▶ _EXERCISE DETAILS_: Your task is to tally the lines of the listing containing the word "sign" and report the figure alone.
____________
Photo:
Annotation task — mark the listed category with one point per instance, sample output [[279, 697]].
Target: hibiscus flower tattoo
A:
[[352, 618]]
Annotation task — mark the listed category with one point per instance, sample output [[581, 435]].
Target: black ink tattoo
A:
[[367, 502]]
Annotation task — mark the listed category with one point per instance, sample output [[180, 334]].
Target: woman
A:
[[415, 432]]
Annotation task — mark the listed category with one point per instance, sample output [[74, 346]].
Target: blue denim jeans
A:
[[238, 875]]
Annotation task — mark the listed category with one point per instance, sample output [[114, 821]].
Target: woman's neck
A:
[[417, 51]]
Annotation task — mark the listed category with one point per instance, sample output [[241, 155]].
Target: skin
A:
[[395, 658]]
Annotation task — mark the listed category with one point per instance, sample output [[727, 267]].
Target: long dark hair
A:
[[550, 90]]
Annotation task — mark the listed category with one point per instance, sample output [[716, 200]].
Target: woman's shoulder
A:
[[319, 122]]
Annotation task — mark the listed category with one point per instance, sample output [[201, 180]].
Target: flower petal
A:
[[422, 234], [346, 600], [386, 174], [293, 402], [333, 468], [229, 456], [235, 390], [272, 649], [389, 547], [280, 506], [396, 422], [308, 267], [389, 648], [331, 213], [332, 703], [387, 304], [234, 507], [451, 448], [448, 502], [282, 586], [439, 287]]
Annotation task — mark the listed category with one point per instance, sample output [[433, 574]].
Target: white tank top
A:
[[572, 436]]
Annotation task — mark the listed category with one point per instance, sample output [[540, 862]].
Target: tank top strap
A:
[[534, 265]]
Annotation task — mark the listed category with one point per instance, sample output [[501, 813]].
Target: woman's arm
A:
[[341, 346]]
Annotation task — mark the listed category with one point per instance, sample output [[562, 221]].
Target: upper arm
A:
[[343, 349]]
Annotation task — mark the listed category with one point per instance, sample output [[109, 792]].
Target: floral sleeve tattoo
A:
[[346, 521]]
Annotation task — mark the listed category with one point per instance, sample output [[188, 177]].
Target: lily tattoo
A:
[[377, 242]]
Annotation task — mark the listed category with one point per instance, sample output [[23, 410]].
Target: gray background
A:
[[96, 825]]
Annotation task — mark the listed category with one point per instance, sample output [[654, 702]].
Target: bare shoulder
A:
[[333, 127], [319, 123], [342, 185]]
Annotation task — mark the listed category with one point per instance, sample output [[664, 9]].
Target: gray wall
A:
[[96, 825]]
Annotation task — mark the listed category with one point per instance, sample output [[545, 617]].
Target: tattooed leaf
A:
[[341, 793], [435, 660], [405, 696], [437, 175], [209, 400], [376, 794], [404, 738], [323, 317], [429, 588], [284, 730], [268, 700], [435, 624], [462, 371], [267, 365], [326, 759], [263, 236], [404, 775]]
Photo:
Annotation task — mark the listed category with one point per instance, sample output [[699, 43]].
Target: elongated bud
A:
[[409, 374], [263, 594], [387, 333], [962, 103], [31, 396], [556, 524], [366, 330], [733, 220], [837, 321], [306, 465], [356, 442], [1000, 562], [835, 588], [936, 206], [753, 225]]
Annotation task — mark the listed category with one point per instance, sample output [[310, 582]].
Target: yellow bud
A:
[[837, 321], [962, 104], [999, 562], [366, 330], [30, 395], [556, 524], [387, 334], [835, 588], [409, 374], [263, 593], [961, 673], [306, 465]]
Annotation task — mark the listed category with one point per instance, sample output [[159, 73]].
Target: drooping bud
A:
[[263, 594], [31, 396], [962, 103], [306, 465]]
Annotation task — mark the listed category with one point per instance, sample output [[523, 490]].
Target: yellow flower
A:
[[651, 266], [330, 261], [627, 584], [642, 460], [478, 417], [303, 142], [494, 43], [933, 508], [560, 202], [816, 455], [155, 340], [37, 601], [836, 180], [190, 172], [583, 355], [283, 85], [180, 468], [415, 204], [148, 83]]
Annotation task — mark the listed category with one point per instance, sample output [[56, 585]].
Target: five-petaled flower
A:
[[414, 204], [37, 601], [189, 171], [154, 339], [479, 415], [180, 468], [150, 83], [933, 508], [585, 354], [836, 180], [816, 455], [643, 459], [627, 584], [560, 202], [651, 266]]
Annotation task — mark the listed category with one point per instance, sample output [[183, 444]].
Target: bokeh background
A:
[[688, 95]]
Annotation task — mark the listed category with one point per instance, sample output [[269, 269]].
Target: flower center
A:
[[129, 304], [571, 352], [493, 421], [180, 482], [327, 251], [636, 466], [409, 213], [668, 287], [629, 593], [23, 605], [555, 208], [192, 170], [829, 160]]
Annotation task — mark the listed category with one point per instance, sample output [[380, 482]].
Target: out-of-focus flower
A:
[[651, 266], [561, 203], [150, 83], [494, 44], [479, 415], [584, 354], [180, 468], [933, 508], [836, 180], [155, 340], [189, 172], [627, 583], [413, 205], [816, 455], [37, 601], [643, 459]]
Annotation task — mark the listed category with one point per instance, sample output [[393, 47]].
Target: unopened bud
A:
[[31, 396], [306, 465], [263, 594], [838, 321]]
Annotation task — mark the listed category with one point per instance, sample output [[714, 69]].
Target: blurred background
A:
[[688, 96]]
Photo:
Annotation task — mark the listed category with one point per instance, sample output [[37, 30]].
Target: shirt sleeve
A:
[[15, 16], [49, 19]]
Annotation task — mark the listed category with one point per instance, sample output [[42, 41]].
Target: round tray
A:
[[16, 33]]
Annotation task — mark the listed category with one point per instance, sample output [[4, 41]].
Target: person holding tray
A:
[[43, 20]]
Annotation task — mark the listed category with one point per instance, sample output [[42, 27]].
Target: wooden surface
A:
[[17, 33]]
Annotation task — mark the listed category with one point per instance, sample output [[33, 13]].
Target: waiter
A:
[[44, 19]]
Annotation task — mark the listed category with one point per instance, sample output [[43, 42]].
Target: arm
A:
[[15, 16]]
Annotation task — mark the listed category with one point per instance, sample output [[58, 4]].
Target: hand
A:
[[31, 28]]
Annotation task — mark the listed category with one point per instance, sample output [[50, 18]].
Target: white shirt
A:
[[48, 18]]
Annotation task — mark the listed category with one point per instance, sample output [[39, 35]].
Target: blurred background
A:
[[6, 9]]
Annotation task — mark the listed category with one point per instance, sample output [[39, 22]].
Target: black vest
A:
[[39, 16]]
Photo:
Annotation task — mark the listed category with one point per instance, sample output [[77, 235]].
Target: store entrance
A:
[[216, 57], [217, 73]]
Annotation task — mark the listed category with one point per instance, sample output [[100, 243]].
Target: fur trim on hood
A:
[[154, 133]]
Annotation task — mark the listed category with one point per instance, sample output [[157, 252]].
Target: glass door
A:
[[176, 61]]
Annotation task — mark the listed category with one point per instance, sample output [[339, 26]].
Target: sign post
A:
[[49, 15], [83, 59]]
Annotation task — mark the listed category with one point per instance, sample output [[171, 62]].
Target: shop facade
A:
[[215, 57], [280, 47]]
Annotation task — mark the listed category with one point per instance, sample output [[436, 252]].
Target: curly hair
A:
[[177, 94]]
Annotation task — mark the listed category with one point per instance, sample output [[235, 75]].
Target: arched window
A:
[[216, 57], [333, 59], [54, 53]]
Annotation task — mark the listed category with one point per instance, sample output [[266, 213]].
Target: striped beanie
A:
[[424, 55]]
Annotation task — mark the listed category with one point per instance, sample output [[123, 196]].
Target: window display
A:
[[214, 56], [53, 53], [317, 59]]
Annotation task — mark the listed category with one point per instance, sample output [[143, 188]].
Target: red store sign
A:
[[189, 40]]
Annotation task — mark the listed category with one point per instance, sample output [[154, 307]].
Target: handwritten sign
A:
____________
▶ _EXERCISE RESPONSE_: 3